Excerpted passage:
_ _ _ _ _

It is somewhat a question of who arbitrates what is and isn't truth. I have come to know liberal believers who see a wealth of truth in their religion even while believing the Bible is not to be taken literally, or even in some cases not seeing the bible as true / infallible even when NOT taken literally.

Not that I don't understand your question or where it comes from. That is in fact why I left the faith initially. What is the point if it's not all true? Well ... "it" can be all true, for some given value of "it". It's not my thing, really, but I understand it better than I used to, how people can gain meaning, purpose and comfort from a liberal approach to Christianity.
Quote:
Originally Posted by Vizio View Post
That's really neither here nor there. The age of the earth doesn't really make me believe or not believe in God.

_ _ _ _ _

Given request 1:
Answer these questions about the forum post:
(a) What kind of believers has the writer come to know?
(b) What three things does the writer say people can gain from a liberal approach to Christianity?
(c) In the quoted post, what does Vizio say doesn't really make them believe or not believe in God?
Given request 2: Extract everything in the forum post from "It is somewhat" down to "approach to Christianity.", copying it precisely.

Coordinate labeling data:

_ _ _ _ _

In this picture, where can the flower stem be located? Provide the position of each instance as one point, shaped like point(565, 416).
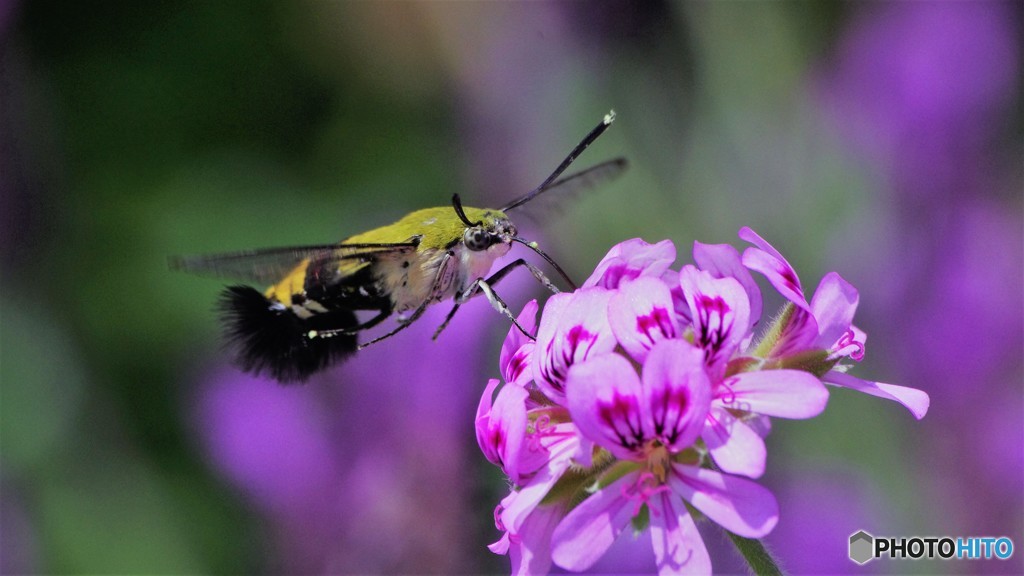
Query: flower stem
point(756, 554)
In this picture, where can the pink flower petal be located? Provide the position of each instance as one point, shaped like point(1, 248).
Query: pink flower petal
point(914, 400)
point(518, 505)
point(722, 260)
point(608, 406)
point(834, 305)
point(584, 535)
point(739, 505)
point(517, 348)
point(573, 327)
point(721, 314)
point(530, 547)
point(678, 546)
point(631, 259)
point(766, 259)
point(786, 394)
point(641, 314)
point(735, 447)
point(677, 392)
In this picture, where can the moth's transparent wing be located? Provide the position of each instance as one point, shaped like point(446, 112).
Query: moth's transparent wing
point(270, 264)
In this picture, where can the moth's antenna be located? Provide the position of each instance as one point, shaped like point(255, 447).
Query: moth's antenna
point(532, 246)
point(589, 139)
point(457, 202)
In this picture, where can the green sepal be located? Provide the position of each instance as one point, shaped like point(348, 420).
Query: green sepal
point(641, 521)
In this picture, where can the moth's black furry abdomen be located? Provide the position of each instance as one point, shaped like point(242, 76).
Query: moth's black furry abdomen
point(274, 341)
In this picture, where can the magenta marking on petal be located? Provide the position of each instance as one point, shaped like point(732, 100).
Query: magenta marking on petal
point(498, 518)
point(622, 416)
point(790, 276)
point(730, 395)
point(659, 321)
point(712, 313)
point(665, 401)
point(849, 339)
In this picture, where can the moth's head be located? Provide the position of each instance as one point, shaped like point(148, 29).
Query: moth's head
point(484, 228)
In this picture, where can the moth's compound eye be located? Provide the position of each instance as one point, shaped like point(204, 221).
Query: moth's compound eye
point(476, 239)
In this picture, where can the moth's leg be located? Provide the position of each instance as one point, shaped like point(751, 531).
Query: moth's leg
point(438, 276)
point(485, 286)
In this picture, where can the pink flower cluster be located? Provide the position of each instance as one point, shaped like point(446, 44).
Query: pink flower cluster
point(646, 395)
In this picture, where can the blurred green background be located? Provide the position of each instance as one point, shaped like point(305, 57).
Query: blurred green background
point(881, 140)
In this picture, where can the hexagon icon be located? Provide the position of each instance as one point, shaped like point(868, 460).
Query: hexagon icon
point(860, 546)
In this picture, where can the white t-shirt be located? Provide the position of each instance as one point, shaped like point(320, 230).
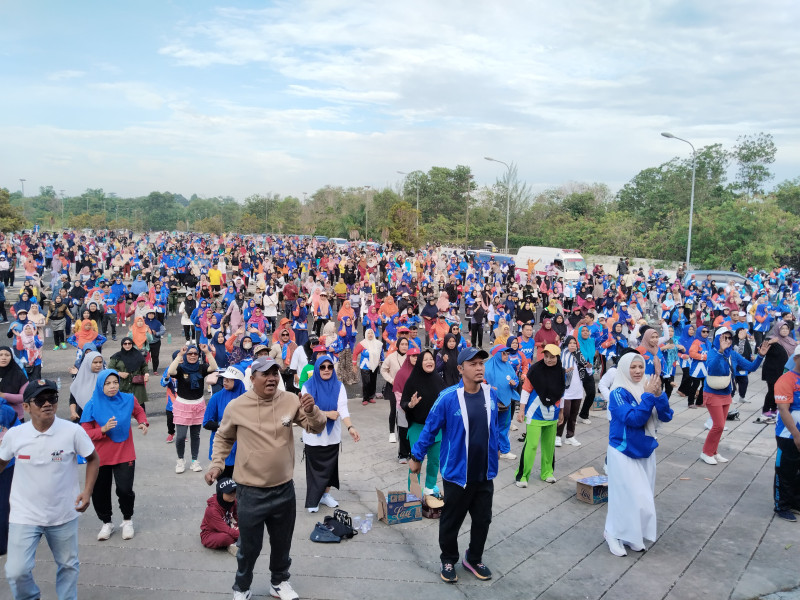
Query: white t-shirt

_ _ _ _ _

Written answer 1:
(a) Liberal believers who see a wealth of truth in their religion even while believing the Bible is not to be taken literally
(b) Meaning, purpose and comfort
(c) The age of the earth

Written answer 2:
It is somewhat a question of who arbitrates what is and isn't truth. I have come to know liberal believers who see a wealth of truth in their religion even while believing the Bible is not to be taken literally, or even in some cases not seeing the bible as true / infallible even when NOT taken literally.

Not that I don't understand your question or where it comes from. That is in fact why I left the faith initially. What is the point if it's not all true? Well ... "it" can be all true, for some given value of "it". It's not my thing, really, but I understand it better than I used to, how people can gain meaning, purpose and comfort from a liberal approach to Christianity.